Short problem: Reproduce every row that follows, substituting "nonzero" for "evenodd" wherever it occurs and changing nothing else. Omit the pictures from your answer.

Data rows:
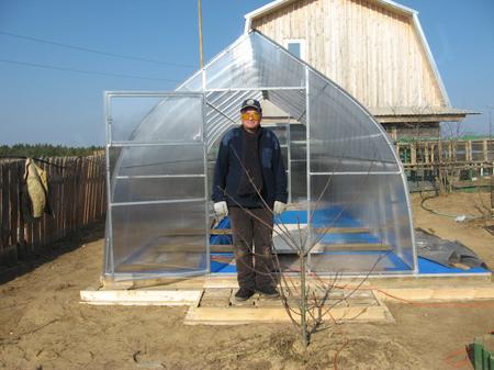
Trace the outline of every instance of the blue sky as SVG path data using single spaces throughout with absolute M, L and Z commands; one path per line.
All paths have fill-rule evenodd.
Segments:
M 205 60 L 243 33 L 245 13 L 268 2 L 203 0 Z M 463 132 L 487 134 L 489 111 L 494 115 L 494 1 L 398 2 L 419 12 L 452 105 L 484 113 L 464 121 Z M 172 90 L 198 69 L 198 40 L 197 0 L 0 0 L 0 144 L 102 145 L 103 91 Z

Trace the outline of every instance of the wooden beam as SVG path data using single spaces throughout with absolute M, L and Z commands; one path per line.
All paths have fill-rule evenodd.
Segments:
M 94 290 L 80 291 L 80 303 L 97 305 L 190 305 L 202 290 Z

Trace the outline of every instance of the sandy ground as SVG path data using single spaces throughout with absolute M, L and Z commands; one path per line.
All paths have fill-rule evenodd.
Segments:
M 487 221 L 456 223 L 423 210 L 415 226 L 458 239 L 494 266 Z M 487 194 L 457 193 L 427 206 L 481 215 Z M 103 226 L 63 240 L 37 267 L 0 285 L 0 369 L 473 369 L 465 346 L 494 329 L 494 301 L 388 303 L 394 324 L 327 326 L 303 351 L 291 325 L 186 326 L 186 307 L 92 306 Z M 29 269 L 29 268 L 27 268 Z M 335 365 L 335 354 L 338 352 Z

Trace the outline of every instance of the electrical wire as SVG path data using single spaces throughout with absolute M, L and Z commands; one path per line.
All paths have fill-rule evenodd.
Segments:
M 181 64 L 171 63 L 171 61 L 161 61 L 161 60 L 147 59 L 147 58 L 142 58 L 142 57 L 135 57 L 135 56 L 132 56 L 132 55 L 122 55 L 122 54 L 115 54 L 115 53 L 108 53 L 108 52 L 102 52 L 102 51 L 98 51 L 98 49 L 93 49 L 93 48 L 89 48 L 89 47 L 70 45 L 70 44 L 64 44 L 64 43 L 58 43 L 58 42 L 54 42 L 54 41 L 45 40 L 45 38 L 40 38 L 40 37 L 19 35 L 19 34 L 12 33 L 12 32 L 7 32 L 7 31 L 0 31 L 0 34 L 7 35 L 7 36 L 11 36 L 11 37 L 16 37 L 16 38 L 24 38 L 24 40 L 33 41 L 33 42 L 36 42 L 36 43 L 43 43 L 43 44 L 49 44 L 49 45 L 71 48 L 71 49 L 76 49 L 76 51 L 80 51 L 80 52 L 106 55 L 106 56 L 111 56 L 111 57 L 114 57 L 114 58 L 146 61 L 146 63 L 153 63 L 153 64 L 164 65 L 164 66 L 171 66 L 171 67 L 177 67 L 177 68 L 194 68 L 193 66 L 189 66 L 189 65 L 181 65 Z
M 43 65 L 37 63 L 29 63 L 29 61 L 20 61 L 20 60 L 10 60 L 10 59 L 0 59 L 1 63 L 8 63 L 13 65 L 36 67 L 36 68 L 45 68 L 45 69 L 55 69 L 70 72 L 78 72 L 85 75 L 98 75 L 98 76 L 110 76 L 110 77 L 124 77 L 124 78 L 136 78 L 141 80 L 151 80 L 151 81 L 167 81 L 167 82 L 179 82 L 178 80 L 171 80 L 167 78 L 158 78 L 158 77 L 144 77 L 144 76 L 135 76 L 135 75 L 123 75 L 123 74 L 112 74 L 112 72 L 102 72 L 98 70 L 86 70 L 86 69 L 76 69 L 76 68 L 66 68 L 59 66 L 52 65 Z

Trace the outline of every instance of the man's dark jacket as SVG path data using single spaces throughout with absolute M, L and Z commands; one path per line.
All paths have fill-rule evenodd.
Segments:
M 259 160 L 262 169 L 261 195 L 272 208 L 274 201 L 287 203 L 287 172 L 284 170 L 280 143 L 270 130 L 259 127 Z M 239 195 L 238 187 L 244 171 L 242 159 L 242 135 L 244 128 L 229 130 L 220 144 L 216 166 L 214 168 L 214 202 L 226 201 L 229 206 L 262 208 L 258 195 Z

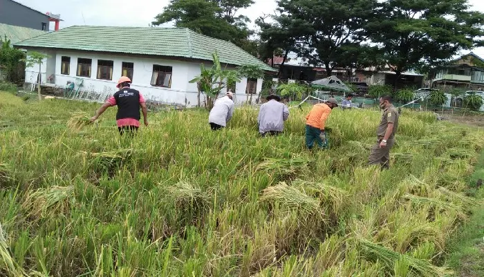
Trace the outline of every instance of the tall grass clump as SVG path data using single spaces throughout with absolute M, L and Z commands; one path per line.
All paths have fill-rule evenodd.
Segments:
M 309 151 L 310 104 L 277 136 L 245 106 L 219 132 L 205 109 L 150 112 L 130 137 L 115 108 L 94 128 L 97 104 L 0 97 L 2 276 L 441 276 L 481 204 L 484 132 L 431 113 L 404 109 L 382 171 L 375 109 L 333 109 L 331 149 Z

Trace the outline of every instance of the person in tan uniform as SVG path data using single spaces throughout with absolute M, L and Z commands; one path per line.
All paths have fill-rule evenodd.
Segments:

The answer:
Trace the outline of every instance of the blue sky as SVG path data using single spaces throughout with absolute M, L and Z commands; one path per line.
All paths have fill-rule nonzero.
Segments:
M 205 60 L 243 33 L 245 13 L 268 2 L 203 0 Z M 463 132 L 487 134 L 489 111 L 494 115 L 494 1 L 398 2 L 419 12 L 452 105 L 484 113 L 464 121 Z M 172 90 L 198 69 L 198 40 L 197 0 L 0 0 L 0 144 L 102 145 L 103 91 Z

Trace the outline of every instance of the wooden beam as SVG path data using single spaces throughout with absolute M, L and Z commands; one path per line.
All paths have fill-rule nonzero.
Segments:
M 94 290 L 80 291 L 80 303 L 97 305 L 190 305 L 202 290 Z

Trace the outline of every instance of the sandy ground as SVG path data using single spaces throughout with absolute M, L and Z commands; one path per line.
All paths have fill-rule nonzero.
Segments:
M 487 221 L 456 223 L 423 210 L 415 226 L 458 239 L 494 266 Z M 487 194 L 457 193 L 427 206 L 481 215 Z M 103 226 L 63 240 L 37 267 L 0 285 L 0 369 L 473 369 L 465 346 L 494 329 L 494 301 L 388 303 L 394 324 L 327 326 L 303 351 L 291 325 L 186 326 L 186 307 L 92 306 Z M 29 269 L 29 268 L 27 268 Z M 335 365 L 335 354 L 338 352 Z

Trace the outline of every instance of the electrical wire as SVG path data using single spaces throughout with absolute M, L and Z commands; one path per line.
All paths have fill-rule nonzero.
Segments:
M 181 64 L 171 63 L 171 61 L 161 61 L 161 60 L 147 59 L 147 58 L 142 58 L 142 57 L 135 57 L 135 56 L 132 56 L 132 55 L 122 55 L 122 54 L 115 54 L 115 53 L 108 53 L 108 52 L 102 52 L 102 51 L 98 51 L 98 49 L 93 49 L 93 48 L 89 48 L 89 47 L 70 45 L 70 44 L 64 44 L 64 43 L 58 43 L 58 42 L 54 42 L 54 41 L 45 40 L 45 38 L 40 38 L 40 37 L 19 35 L 19 34 L 12 33 L 12 32 L 7 32 L 7 31 L 0 31 L 0 34 L 7 35 L 7 36 L 11 36 L 11 37 L 16 37 L 16 38 L 24 38 L 24 40 L 33 41 L 33 42 L 36 42 L 36 43 L 43 43 L 43 44 L 49 44 L 49 45 L 71 48 L 71 49 L 76 49 L 76 51 L 80 51 L 80 52 L 106 55 L 106 56 L 111 56 L 111 57 L 114 57 L 114 58 L 146 61 L 146 63 L 153 63 L 153 64 L 164 65 L 164 66 L 171 66 L 171 67 L 177 67 L 177 68 L 194 68 L 193 66 L 189 66 L 189 65 L 181 65 Z
M 43 65 L 37 63 L 29 63 L 29 61 L 20 61 L 20 60 L 10 60 L 10 59 L 0 59 L 1 63 L 8 63 L 13 65 L 36 67 L 36 68 L 45 68 L 45 69 L 55 69 L 70 72 L 78 72 L 85 75 L 98 75 L 98 76 L 110 76 L 110 77 L 124 77 L 124 78 L 136 78 L 141 80 L 151 80 L 151 81 L 167 81 L 167 82 L 179 82 L 178 80 L 171 80 L 167 78 L 158 78 L 158 77 L 144 77 L 144 76 L 135 76 L 135 75 L 123 75 L 123 74 L 112 74 L 112 72 L 102 72 L 98 70 L 86 70 L 86 69 L 76 69 L 76 68 L 66 68 L 59 66 L 52 65 Z

Trace the outline of every instance of the man's dark jacket as SVG path data using single spaces throughout with absolute M, L and Z commands; one path per line.
All paths have fill-rule nonzero.
Segments:
M 259 160 L 262 169 L 261 195 L 272 208 L 274 201 L 287 203 L 287 172 L 284 170 L 280 143 L 270 130 L 259 127 Z M 239 195 L 238 187 L 244 171 L 242 159 L 242 135 L 244 128 L 229 130 L 220 144 L 216 166 L 214 168 L 214 202 L 226 201 L 229 206 L 262 208 L 258 195 Z

Trace the outline of every instance of the tall grass clump as SVG path data using single spaces throughout with absolute M, L and Z commands; one path per line.
All paths have fill-rule nonzero.
Segments:
M 309 151 L 310 104 L 277 136 L 245 106 L 219 132 L 205 109 L 150 112 L 130 137 L 115 108 L 94 128 L 97 104 L 0 97 L 2 276 L 441 276 L 481 204 L 484 132 L 431 113 L 404 109 L 382 171 L 375 109 L 333 109 L 331 149 Z

Trace the outline of every instance of the person in tan uniform as SVG path data using single spaces throughout with absolute M, L and Z commands; one path per line.
All paths have fill-rule nonzero.
Segments:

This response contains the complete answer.